# [THE TASK]
Render every line of the data below as a Markdown table with two columns, Row and Line, numbering the rows and leaving out blank lines.

---

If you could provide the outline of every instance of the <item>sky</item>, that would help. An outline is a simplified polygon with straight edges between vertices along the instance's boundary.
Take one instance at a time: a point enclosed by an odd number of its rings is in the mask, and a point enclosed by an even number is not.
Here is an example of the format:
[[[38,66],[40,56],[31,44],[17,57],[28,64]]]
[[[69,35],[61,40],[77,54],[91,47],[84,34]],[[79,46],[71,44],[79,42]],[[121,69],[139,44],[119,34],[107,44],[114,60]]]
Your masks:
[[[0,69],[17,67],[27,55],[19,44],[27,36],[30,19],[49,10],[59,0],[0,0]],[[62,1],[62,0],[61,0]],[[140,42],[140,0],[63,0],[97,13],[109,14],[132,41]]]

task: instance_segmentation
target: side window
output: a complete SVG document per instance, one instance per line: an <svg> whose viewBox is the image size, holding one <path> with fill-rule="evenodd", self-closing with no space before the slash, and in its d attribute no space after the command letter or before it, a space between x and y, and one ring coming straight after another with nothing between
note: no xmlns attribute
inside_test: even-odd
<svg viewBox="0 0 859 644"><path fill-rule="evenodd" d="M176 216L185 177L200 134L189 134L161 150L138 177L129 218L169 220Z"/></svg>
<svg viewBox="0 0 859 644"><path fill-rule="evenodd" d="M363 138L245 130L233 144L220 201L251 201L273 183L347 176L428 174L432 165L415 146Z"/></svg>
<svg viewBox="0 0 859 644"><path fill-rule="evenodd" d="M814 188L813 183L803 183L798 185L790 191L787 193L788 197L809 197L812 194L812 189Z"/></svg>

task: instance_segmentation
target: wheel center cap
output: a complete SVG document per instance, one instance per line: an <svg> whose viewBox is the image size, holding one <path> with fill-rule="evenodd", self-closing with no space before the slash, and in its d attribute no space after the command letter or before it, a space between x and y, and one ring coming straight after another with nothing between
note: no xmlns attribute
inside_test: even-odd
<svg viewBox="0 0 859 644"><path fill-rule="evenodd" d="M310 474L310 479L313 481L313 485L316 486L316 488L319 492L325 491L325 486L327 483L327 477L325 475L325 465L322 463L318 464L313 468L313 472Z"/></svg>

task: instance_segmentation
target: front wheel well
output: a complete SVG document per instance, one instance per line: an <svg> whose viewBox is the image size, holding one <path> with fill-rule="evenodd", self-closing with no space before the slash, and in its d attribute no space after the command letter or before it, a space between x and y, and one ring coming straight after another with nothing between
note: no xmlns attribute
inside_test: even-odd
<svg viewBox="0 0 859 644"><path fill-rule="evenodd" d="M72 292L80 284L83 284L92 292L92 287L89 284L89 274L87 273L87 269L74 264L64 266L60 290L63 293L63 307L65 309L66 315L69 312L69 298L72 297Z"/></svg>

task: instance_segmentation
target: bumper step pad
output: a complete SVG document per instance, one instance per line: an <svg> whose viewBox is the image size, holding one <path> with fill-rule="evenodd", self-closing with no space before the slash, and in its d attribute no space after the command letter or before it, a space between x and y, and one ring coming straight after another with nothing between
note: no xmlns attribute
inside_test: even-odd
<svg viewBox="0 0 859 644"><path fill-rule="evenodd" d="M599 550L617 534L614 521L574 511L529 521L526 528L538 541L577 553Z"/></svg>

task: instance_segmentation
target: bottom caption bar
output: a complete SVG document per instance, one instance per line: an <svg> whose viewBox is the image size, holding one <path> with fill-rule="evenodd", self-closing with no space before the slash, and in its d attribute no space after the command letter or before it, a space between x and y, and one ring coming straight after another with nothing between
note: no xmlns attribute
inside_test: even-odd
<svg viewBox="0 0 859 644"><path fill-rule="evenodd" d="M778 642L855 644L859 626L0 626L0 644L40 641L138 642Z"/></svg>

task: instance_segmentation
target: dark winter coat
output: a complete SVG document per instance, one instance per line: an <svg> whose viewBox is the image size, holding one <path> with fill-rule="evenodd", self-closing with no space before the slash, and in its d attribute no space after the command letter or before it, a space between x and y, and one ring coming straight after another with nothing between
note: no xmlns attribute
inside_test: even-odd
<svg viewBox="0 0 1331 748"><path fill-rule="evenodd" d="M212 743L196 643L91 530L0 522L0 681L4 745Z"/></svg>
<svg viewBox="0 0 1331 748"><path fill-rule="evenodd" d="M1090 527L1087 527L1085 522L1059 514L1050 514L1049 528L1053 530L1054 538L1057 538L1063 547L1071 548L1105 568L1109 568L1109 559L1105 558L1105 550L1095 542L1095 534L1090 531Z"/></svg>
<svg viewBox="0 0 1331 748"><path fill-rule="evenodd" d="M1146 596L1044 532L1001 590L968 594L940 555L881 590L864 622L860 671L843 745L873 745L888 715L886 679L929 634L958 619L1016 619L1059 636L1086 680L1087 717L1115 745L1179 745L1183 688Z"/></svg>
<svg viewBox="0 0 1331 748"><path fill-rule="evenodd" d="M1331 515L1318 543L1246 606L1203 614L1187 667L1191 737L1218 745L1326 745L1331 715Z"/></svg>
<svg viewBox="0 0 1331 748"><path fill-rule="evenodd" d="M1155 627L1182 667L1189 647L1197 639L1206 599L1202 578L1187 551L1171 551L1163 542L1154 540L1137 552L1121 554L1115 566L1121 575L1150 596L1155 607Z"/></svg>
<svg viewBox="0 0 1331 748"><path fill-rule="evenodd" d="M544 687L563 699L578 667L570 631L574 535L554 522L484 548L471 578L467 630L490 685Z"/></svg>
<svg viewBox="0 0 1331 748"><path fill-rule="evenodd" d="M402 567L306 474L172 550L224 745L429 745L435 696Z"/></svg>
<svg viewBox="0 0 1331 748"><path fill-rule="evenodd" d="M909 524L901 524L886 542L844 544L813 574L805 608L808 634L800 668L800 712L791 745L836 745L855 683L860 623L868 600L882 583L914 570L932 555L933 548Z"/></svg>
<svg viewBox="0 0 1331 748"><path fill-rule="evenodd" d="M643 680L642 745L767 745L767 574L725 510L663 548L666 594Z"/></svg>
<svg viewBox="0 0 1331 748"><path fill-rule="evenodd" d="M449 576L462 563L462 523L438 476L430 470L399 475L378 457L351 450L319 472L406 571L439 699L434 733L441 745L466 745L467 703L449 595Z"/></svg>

---

# [FULL OUTPUT]
| Row | Line |
|---|---|
| 1 | If you could provide the outline of every instance of the <item>sky</item>, that would help. An outline is a simplified polygon with straight edges between vertices along the instance's boundary. |
| 2 | Take one instance at a time: a point enclosed by an odd number of its rings is in the mask, and a point enclosed by an even number is not. |
| 3 | Here is an example of the format: |
| 4 | [[[38,66],[40,56],[31,44],[17,57],[28,64]]] |
| 5 | [[[69,35],[61,40],[77,54],[91,47],[84,34]],[[79,46],[71,44],[79,42]],[[121,69],[139,44],[119,34],[107,44],[114,60]]] |
| 6 | Your masks: |
| 7 | [[[0,69],[17,67],[27,55],[19,44],[27,36],[30,19],[49,10],[59,0],[0,0]],[[62,1],[62,0],[61,0]],[[140,42],[140,0],[63,0],[97,13],[109,14],[132,41]]] |
| 8 | task: instance_segmentation |
| 9 | target: side window |
| 10 | output: a complete SVG document per instance, one instance per line: an <svg> whose viewBox is the image size, holding one <path> with fill-rule="evenodd", self-closing with no space before the slash, and in its d attribute no space after the command letter or before it, a space between x and y, and one ring coming straight after another with nothing between |
| 11 | note: no xmlns attribute |
| 12 | inside_test: even-odd |
| 13 | <svg viewBox="0 0 859 644"><path fill-rule="evenodd" d="M176 216L185 177L200 134L189 134L161 150L138 177L129 218L169 220Z"/></svg> |
| 14 | <svg viewBox="0 0 859 644"><path fill-rule="evenodd" d="M363 138L245 130L233 144L220 201L251 201L273 183L347 176L428 174L432 165L415 146Z"/></svg> |
| 15 | <svg viewBox="0 0 859 644"><path fill-rule="evenodd" d="M814 188L813 183L803 183L798 185L790 191L787 193L788 197L809 197L812 194L812 189Z"/></svg> |
| 16 | task: instance_segmentation |
| 17 | target: wheel center cap |
| 18 | output: a complete SVG document per instance, one instance per line: an <svg> whose viewBox is the image size, holding one <path> with fill-rule="evenodd", self-closing with no space before the slash, and in its d attribute no space after the command letter or before it, a space between x and y, and one ring coming straight after another with nothing between |
| 19 | note: no xmlns attribute |
| 20 | inside_test: even-odd |
| 21 | <svg viewBox="0 0 859 644"><path fill-rule="evenodd" d="M310 474L310 479L313 481L313 485L316 486L316 488L319 492L325 491L325 486L327 483L327 477L325 475L325 465L322 463L318 464L313 468L313 472Z"/></svg> |
| 22 | task: instance_segmentation |
| 23 | target: front wheel well |
| 24 | output: a complete SVG document per instance, one instance per line: an <svg> whose viewBox is the image size, holding one <path> with fill-rule="evenodd", self-closing with no space before the slash, and in its d attribute no space after the command letter or before it, a space between x and y, and one ring coming straight after another with nothing between |
| 25 | note: no xmlns attribute |
| 26 | inside_test: even-odd |
| 27 | <svg viewBox="0 0 859 644"><path fill-rule="evenodd" d="M72 292L80 284L83 284L92 292L92 287L89 284L89 274L87 273L87 269L74 264L64 266L60 290L63 293L63 307L65 309L66 315L69 312L69 298L72 297Z"/></svg> |
| 28 | task: instance_segmentation |
| 29 | target: bumper step pad |
| 30 | output: a complete SVG document per instance, one instance per line: an <svg> whose viewBox is the image size, holding one <path> with fill-rule="evenodd", self-closing with no space before the slash, and in its d attribute no space after the command letter or before it, a space between x and y, and one ring coming straight after another with nothing between |
| 31 | note: no xmlns attribute |
| 32 | inside_test: even-odd |
| 33 | <svg viewBox="0 0 859 644"><path fill-rule="evenodd" d="M599 550L617 534L614 521L574 511L529 521L526 528L538 541L577 553Z"/></svg> |
| 34 | task: instance_segmentation |
| 35 | target: bottom caption bar |
| 36 | output: a complete SVG document per instance, one instance per line: an <svg> whose viewBox is the image size, holding one <path> with fill-rule="evenodd", self-closing with no space before the slash, and in its d attribute no space after the command letter or before it, a space between x and y, and one ring coming straight after another with nothing between |
| 37 | note: no xmlns attribute |
| 38 | inside_test: even-odd |
| 39 | <svg viewBox="0 0 859 644"><path fill-rule="evenodd" d="M778 642L855 644L859 626L0 626L0 644L40 641L138 642Z"/></svg> |
| 40 | task: instance_segmentation |
| 41 | target: dark winter coat |
| 42 | output: a complete SVG document per instance, one instance per line: an <svg> whose viewBox is the image size, holding one <path> with fill-rule="evenodd", self-closing with no space before the slash, and in its d attribute no space after the command letter or before it, a space between x and y, and one ring coming straight after another with nothing between |
| 43 | note: no xmlns attribute |
| 44 | inside_test: even-odd |
| 45 | <svg viewBox="0 0 1331 748"><path fill-rule="evenodd" d="M212 743L196 643L91 530L0 522L0 681L4 745Z"/></svg> |
| 46 | <svg viewBox="0 0 1331 748"><path fill-rule="evenodd" d="M1090 527L1087 527L1085 522L1059 514L1050 514L1049 528L1053 530L1054 538L1057 538L1063 547L1071 548L1105 568L1109 568L1109 559L1105 558L1105 550L1095 542L1095 534L1090 531Z"/></svg> |
| 47 | <svg viewBox="0 0 1331 748"><path fill-rule="evenodd" d="M1146 596L1044 532L1001 590L968 594L940 555L881 590L864 622L860 671L843 745L873 745L888 715L886 679L929 634L958 619L1016 619L1059 636L1086 680L1087 717L1115 745L1179 745L1183 688Z"/></svg> |
| 48 | <svg viewBox="0 0 1331 748"><path fill-rule="evenodd" d="M1331 515L1318 543L1246 606L1203 614L1187 667L1191 737L1218 745L1326 745L1331 715Z"/></svg> |
| 49 | <svg viewBox="0 0 1331 748"><path fill-rule="evenodd" d="M1155 627L1182 667L1189 647L1197 639L1206 599L1202 578L1187 551L1171 551L1163 542L1154 540L1137 552L1121 554L1115 566L1121 575L1150 596L1155 607Z"/></svg> |
| 50 | <svg viewBox="0 0 1331 748"><path fill-rule="evenodd" d="M544 687L563 699L578 667L570 631L574 535L554 522L484 548L471 578L467 630L490 685Z"/></svg> |
| 51 | <svg viewBox="0 0 1331 748"><path fill-rule="evenodd" d="M402 567L306 474L172 550L224 745L429 745L435 696Z"/></svg> |
| 52 | <svg viewBox="0 0 1331 748"><path fill-rule="evenodd" d="M909 524L901 524L886 542L844 544L813 574L805 608L808 634L800 668L800 712L791 745L836 745L855 683L860 623L868 600L882 583L914 570L932 555L933 548Z"/></svg> |
| 53 | <svg viewBox="0 0 1331 748"><path fill-rule="evenodd" d="M643 680L642 745L767 745L767 574L725 510L663 548L666 594Z"/></svg> |
| 54 | <svg viewBox="0 0 1331 748"><path fill-rule="evenodd" d="M449 576L462 563L462 523L438 476L430 470L399 475L378 457L351 450L319 472L406 571L439 699L434 733L441 745L466 745L467 703L449 595Z"/></svg> |